Extracted data entries:
┌────────
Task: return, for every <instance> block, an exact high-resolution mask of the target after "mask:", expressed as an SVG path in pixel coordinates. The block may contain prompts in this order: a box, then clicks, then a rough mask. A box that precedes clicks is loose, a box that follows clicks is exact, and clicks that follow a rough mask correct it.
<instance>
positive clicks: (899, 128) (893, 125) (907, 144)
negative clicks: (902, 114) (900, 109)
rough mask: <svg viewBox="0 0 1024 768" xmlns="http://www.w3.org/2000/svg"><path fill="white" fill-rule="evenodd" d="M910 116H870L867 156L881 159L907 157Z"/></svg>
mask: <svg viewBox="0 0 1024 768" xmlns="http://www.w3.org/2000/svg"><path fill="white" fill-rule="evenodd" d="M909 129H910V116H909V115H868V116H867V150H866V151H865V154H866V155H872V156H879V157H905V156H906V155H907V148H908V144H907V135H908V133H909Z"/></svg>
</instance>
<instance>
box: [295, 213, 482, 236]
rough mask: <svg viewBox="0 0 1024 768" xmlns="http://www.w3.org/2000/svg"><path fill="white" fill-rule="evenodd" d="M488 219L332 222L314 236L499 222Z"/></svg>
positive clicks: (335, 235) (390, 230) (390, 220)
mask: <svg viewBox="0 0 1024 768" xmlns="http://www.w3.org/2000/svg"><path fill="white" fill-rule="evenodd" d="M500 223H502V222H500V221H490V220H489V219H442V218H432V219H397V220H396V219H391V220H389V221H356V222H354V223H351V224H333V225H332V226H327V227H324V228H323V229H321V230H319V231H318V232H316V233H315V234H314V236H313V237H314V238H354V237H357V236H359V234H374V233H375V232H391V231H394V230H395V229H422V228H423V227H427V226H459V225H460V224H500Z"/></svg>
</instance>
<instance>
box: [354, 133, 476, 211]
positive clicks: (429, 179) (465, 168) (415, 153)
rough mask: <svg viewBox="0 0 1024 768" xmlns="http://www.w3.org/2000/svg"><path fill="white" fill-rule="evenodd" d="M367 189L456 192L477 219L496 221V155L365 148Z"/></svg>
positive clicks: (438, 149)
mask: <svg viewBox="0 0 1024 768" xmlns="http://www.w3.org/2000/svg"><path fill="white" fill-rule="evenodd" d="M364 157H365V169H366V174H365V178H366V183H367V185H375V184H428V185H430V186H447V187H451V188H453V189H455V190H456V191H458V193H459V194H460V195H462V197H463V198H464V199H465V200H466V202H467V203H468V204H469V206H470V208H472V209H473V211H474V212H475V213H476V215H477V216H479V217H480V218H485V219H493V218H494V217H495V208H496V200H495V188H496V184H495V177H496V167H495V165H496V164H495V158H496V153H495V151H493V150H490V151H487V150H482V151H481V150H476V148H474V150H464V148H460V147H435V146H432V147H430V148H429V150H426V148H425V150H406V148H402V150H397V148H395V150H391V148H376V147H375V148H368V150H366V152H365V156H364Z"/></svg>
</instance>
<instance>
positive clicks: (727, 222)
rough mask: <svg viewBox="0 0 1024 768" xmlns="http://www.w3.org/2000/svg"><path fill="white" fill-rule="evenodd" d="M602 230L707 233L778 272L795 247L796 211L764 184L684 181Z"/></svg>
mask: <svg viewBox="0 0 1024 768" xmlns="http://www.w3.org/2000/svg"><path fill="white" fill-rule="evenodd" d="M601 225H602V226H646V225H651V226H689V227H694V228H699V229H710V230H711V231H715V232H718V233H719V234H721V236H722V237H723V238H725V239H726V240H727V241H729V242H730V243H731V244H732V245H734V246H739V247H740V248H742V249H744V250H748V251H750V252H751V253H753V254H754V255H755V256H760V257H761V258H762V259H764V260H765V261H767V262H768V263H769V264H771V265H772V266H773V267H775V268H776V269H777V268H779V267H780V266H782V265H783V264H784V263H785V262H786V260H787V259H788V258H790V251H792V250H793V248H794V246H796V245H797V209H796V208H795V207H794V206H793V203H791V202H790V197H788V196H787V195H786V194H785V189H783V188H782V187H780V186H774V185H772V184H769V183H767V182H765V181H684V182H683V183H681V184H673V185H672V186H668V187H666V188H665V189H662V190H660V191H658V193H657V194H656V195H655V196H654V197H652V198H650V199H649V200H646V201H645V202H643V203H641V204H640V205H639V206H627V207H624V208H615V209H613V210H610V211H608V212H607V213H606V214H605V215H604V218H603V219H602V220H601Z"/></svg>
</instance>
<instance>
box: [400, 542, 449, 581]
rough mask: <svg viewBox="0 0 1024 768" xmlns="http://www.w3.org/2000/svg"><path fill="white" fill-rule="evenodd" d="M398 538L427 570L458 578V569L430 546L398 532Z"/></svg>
└────────
(ACTION ITEM) Above this instruction are the records; retype exactly the lines from the one containing "positive clicks: (429, 179)" up to and including the one containing "189L456 192L477 219L496".

(OUTPUT BELOW)
positive clicks: (429, 179) (465, 168) (415, 153)
rough mask: <svg viewBox="0 0 1024 768" xmlns="http://www.w3.org/2000/svg"><path fill="white" fill-rule="evenodd" d="M367 189L456 192L477 219L496 221V155L365 148Z"/></svg>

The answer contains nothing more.